>>
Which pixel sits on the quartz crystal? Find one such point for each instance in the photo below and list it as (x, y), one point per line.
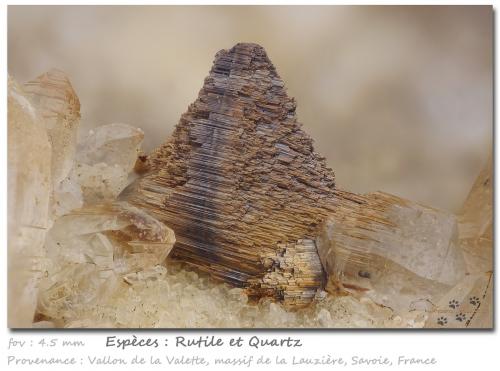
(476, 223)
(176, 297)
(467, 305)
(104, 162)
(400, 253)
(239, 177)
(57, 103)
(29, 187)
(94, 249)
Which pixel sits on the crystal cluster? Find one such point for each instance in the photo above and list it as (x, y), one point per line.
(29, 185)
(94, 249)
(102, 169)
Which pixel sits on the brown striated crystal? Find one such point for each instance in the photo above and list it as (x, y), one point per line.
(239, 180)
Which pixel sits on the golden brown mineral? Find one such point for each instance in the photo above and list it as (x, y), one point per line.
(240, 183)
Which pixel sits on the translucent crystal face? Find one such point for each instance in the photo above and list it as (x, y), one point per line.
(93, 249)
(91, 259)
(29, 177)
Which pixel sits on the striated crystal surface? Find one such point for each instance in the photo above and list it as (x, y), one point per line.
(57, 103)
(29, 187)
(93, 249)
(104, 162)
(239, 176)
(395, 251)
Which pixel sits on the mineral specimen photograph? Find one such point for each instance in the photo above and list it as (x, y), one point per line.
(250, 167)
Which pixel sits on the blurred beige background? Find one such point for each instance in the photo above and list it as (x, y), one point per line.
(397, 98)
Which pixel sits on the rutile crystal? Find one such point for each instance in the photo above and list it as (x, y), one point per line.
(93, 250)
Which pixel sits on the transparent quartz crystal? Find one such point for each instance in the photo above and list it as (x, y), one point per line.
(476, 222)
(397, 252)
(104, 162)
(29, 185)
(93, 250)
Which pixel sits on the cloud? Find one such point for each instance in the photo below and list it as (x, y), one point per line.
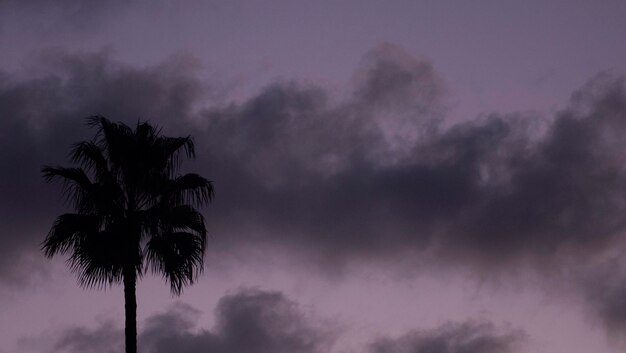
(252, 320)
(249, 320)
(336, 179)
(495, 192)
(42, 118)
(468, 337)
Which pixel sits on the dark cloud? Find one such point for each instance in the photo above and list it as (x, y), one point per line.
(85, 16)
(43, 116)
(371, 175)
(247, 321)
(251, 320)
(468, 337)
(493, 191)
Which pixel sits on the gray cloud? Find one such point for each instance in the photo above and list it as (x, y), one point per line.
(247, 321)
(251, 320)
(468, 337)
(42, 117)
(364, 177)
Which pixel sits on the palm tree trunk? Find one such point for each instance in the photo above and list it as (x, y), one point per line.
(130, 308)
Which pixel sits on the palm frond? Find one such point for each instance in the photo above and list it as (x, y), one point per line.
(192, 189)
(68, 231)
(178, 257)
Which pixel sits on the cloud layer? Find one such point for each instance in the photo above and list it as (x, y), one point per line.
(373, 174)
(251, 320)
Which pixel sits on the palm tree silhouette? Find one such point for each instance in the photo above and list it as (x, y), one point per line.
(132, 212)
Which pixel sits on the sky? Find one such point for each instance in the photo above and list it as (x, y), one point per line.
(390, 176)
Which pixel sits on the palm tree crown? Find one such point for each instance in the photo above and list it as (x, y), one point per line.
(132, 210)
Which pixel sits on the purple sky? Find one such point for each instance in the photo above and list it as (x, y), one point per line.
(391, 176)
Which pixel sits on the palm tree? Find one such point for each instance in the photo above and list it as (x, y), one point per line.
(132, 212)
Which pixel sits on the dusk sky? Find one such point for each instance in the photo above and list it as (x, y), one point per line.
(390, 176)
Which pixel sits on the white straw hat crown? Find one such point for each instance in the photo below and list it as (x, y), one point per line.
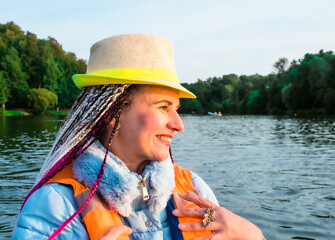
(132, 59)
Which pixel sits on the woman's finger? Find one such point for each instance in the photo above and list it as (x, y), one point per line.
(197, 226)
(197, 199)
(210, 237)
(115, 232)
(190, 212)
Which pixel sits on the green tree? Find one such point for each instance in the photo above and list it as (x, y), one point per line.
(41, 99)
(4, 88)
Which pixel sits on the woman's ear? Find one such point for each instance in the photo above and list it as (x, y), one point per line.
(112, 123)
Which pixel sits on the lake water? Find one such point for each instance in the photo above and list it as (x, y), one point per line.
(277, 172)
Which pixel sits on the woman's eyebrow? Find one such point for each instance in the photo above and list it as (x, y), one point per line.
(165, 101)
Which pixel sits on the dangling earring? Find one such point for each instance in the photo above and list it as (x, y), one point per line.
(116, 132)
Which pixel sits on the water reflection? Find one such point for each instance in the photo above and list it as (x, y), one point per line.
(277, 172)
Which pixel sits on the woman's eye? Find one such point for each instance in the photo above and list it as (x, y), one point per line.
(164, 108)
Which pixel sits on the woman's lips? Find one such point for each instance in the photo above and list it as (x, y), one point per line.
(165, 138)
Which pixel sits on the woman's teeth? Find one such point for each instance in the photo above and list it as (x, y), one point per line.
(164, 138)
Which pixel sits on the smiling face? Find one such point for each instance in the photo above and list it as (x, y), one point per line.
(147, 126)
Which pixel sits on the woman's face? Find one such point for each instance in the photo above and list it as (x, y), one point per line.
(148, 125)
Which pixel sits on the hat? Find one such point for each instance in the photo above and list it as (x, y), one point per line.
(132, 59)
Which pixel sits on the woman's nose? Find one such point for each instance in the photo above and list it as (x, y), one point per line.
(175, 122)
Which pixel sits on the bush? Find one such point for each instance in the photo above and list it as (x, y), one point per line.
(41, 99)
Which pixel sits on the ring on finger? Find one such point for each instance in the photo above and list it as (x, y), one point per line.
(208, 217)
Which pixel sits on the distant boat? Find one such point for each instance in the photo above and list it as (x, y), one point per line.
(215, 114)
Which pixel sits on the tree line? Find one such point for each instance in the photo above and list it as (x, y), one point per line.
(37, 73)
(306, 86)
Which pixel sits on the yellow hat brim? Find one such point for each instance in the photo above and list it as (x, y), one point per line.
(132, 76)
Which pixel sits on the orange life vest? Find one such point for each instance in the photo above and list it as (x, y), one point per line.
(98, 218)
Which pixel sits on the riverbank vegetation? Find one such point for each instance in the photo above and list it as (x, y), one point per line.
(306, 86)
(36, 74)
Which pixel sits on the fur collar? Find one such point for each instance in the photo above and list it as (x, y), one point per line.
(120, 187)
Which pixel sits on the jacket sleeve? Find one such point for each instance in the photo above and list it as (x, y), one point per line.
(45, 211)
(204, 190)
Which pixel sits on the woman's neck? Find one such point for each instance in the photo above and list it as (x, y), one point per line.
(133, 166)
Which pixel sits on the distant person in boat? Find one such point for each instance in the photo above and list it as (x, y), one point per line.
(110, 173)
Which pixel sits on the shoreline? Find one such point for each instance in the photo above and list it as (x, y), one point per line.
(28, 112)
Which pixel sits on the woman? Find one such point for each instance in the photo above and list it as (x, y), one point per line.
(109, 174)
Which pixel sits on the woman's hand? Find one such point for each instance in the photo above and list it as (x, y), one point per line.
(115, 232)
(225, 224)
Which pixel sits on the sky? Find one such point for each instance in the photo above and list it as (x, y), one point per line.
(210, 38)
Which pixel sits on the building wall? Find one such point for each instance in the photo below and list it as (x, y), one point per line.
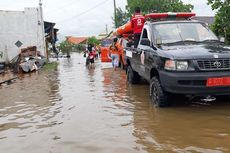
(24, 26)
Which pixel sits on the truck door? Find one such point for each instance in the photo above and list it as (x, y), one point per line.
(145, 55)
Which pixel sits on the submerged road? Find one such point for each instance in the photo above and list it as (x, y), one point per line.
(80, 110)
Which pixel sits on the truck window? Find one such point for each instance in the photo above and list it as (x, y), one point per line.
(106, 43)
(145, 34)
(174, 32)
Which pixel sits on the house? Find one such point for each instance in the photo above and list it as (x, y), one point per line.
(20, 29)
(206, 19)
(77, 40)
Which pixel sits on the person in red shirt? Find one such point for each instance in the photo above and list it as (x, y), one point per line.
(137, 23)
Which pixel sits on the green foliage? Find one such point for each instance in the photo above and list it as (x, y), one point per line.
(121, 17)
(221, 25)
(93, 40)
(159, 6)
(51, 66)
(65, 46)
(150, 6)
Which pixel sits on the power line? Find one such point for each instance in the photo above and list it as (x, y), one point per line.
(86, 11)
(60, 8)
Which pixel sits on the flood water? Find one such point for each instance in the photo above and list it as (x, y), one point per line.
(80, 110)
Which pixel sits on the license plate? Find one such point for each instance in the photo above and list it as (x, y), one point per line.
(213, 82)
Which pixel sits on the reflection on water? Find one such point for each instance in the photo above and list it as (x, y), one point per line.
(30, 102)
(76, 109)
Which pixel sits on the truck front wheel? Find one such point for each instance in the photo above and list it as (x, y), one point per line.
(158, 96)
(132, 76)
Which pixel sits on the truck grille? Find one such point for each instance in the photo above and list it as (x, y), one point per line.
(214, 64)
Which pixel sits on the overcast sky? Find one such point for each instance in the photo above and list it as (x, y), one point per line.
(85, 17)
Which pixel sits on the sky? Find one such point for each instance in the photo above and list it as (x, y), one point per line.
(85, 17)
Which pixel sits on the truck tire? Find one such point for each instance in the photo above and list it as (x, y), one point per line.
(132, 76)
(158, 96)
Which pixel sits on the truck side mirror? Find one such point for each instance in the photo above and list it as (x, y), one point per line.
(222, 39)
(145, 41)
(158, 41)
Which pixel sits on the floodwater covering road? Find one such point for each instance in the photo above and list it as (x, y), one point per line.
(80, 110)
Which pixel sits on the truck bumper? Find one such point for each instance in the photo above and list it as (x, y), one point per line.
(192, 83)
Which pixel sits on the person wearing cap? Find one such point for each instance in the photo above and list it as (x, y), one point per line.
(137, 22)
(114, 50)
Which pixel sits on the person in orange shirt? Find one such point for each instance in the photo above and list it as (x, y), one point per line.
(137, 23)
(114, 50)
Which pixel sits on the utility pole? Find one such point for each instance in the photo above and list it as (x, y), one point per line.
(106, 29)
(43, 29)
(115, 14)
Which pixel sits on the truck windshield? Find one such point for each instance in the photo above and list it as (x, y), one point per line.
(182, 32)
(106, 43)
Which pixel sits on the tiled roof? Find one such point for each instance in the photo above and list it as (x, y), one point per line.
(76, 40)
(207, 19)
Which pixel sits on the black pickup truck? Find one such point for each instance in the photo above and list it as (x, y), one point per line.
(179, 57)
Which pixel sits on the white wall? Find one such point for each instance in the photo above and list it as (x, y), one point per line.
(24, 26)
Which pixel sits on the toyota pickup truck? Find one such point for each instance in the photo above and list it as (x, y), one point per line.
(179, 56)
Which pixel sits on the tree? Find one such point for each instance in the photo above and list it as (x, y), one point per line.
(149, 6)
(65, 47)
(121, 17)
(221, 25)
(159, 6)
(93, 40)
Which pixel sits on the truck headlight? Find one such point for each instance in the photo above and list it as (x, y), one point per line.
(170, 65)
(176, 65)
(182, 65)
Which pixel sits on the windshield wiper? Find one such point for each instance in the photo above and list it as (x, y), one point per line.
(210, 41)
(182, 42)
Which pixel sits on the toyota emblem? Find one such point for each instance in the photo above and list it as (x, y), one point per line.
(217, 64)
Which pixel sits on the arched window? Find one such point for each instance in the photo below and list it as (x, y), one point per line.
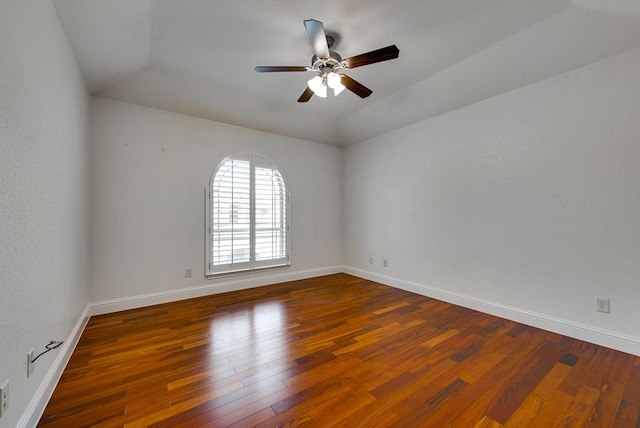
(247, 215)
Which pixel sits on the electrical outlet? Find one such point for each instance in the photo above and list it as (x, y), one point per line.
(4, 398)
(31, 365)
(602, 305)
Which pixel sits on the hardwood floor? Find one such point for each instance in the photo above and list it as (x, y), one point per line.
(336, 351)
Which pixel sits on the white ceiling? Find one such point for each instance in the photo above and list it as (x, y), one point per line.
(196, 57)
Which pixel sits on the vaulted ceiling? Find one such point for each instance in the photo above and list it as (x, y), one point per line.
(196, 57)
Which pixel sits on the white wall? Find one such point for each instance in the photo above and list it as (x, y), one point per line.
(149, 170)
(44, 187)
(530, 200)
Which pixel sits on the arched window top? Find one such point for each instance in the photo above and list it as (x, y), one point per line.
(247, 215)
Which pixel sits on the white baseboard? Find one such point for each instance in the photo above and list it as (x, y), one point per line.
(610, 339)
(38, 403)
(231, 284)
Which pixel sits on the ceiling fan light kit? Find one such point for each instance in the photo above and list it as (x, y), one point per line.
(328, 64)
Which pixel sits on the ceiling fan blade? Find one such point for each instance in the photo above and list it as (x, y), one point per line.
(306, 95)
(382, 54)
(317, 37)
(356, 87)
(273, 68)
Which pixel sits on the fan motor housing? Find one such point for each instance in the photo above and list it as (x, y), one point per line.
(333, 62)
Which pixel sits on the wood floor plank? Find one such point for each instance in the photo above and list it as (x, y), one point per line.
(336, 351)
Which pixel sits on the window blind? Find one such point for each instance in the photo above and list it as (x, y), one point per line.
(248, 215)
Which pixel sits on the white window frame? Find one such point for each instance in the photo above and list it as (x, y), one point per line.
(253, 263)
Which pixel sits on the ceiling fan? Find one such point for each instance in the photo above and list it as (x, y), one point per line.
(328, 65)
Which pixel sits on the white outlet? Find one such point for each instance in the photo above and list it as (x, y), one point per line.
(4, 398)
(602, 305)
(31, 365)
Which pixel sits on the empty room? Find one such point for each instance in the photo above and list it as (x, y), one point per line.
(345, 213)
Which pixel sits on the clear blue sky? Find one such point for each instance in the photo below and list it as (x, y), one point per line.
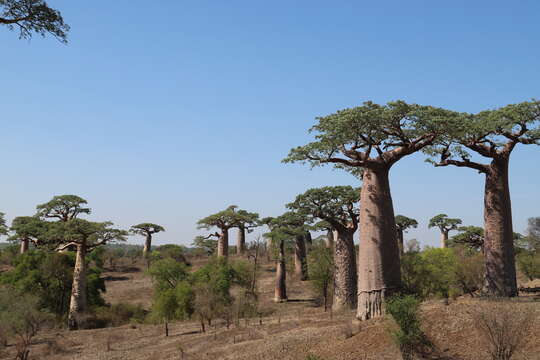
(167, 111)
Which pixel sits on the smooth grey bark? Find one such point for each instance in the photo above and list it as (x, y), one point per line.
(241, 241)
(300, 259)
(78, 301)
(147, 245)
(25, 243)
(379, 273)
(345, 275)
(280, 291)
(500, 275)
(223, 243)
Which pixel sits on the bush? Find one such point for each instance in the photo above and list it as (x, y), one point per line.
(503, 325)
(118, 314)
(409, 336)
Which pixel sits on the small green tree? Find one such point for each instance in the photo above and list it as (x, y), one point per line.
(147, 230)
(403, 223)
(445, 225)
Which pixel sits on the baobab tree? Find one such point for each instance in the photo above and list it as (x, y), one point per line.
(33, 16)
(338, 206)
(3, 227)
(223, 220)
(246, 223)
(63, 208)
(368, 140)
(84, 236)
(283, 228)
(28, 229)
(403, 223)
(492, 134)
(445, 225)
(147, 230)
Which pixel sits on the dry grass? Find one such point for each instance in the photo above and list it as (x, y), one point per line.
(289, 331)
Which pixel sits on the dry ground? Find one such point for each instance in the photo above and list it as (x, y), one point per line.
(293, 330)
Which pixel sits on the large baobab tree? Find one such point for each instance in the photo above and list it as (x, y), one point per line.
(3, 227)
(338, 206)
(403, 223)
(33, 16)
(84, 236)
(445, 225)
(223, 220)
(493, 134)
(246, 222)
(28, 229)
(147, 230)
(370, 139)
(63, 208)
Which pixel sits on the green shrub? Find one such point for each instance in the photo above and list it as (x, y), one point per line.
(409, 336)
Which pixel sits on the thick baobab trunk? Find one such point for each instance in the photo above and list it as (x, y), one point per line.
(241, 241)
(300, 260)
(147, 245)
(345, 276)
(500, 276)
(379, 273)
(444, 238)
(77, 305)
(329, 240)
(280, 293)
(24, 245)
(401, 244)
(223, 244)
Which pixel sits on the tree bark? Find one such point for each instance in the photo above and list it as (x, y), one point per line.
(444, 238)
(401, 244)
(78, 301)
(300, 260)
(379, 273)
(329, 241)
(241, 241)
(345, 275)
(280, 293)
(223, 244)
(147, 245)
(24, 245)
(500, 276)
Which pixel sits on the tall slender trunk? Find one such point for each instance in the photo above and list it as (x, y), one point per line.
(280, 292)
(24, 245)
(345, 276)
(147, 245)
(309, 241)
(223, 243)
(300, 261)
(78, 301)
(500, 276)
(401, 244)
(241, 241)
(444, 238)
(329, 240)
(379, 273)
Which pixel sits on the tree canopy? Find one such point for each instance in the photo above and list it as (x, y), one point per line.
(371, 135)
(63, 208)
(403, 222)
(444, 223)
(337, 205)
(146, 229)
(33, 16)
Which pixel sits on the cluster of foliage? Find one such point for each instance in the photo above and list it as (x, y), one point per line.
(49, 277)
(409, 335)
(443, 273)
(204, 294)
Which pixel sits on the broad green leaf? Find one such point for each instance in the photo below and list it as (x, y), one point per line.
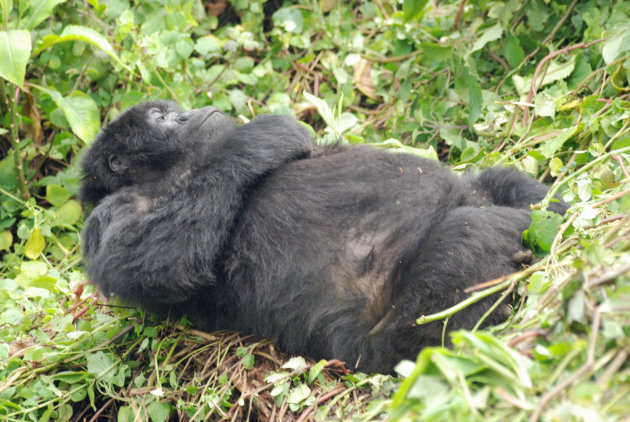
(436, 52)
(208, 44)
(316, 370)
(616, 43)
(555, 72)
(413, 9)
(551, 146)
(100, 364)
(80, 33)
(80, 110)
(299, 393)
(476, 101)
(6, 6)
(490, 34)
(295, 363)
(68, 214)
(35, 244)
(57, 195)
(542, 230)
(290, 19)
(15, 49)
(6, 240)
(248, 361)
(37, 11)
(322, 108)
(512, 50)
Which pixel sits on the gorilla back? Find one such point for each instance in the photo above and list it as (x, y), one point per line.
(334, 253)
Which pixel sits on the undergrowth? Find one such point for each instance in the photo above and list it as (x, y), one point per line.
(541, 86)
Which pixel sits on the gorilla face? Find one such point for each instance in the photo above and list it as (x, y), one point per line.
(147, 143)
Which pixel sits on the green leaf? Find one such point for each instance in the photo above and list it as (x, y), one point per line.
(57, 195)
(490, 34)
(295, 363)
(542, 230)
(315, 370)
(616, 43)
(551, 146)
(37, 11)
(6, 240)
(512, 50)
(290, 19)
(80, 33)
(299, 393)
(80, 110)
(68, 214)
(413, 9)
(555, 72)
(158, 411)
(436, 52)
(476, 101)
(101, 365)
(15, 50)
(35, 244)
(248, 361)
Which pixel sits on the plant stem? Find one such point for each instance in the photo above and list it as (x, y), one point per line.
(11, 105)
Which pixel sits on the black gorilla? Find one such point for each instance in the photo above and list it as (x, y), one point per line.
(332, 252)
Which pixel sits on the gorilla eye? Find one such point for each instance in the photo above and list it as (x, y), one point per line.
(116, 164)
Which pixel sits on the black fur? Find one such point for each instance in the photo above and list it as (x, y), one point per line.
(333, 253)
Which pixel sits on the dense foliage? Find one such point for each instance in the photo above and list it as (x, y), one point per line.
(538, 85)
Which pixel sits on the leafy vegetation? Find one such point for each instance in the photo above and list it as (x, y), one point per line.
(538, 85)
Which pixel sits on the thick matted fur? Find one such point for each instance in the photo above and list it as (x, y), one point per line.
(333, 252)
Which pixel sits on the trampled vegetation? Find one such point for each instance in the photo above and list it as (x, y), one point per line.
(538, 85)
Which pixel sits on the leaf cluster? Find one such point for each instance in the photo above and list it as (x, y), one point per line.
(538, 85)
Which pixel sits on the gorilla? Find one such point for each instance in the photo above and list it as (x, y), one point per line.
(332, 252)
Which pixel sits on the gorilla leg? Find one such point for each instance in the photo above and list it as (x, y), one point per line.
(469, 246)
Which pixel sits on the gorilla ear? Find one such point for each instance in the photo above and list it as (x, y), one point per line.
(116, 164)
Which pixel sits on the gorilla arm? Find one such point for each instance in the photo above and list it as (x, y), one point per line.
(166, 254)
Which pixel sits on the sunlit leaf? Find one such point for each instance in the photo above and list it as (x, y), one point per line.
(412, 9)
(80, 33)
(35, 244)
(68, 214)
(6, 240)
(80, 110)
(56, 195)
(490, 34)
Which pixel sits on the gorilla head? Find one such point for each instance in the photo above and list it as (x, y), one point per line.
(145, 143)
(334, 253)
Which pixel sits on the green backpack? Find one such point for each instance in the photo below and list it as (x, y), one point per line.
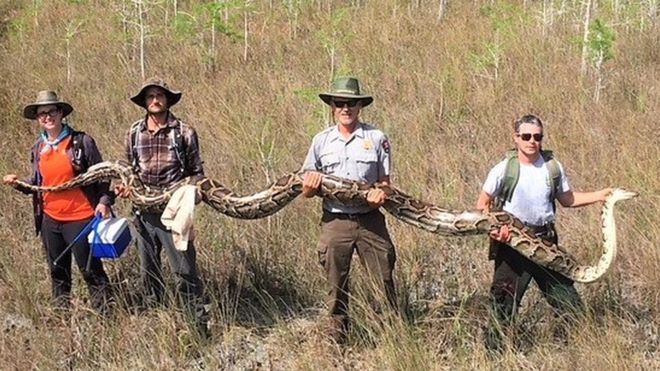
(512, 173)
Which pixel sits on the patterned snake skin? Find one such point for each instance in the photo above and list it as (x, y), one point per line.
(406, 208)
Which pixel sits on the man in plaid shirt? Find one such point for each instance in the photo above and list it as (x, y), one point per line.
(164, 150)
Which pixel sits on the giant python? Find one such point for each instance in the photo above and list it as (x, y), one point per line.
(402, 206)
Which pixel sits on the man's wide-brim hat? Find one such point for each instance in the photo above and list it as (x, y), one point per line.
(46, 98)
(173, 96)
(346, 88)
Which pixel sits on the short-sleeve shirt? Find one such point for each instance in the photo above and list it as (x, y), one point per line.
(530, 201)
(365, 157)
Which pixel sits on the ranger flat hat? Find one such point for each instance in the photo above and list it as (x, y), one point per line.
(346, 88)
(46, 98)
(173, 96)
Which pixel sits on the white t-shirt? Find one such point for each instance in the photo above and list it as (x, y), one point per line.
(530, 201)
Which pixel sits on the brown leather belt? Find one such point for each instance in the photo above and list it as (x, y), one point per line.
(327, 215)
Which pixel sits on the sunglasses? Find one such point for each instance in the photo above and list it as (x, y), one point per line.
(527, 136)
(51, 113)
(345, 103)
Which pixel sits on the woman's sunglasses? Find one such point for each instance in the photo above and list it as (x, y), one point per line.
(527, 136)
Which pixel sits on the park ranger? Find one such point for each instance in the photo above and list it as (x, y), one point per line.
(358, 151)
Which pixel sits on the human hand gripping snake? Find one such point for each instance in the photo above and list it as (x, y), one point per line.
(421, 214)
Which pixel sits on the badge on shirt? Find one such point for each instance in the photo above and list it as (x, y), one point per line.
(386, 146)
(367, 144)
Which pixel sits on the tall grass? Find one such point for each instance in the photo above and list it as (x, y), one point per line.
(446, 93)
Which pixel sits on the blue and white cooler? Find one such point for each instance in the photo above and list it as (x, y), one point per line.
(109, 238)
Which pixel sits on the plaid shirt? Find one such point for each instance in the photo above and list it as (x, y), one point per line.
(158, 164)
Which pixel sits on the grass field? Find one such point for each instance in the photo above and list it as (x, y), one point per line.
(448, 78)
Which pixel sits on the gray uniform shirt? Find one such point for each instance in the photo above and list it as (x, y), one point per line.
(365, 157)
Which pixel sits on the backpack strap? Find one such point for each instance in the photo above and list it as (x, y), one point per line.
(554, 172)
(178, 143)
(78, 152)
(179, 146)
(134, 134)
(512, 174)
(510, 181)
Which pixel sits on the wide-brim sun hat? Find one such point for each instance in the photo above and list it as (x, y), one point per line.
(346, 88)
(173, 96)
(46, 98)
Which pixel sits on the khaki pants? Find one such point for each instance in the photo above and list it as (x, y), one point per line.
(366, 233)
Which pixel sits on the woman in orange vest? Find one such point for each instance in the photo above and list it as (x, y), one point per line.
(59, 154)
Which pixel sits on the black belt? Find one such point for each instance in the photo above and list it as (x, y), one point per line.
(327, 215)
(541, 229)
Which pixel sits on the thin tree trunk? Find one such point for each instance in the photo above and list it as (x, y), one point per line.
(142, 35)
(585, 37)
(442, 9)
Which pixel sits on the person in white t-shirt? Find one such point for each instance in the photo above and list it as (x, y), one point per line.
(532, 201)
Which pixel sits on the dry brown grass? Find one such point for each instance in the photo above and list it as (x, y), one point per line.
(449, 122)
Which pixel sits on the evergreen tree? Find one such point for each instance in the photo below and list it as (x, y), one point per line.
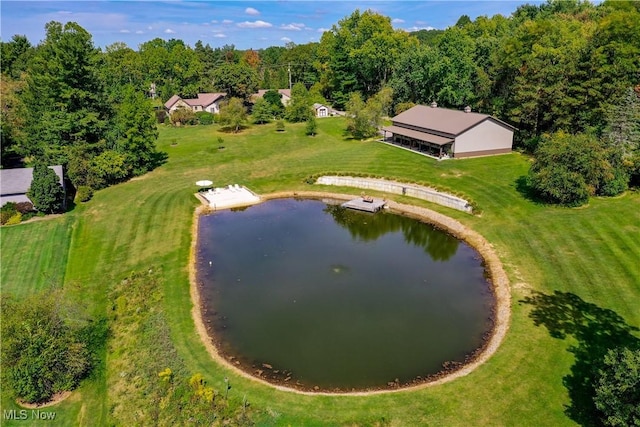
<<
Repeat exactly the lines in the entries from the one containing "Which pixel sits on the khaki" to the final line, inclusive, and nothing beyond them; skip pictures.

▶ [Correct answer]:
Which pixel sits on the khaki pants? Find one such point for each instance in the photo above and list it as (x, y), one point per line.
(366, 233)
Which pixel sits on the woman in orange vest? Find one such point for each instance in the photo above and list it as (x, y), one point per line.
(59, 154)
Which pixel sits on the black belt? Find one such point for each instance in the photo above and list it as (x, y), one point per line.
(327, 215)
(541, 229)
Which pixel sits on the thin tree trunk? Find one such point for each instance in the photo above and list it as (x, y), one point per line.
(142, 35)
(585, 37)
(442, 9)
Which pixel sits on the person in white t-shirt? Find one such point for each instance in the photo above and list it as (x, y), one point per line.
(532, 201)
Which pixel sits on the dry brown grass? Find one such point for each instance in the photo above and list it as (x, y), one point per line.
(449, 122)
Which pixel sits on the evergreen tree? Find one such point for each instance in the photo below and list it as (x, y), one point per line.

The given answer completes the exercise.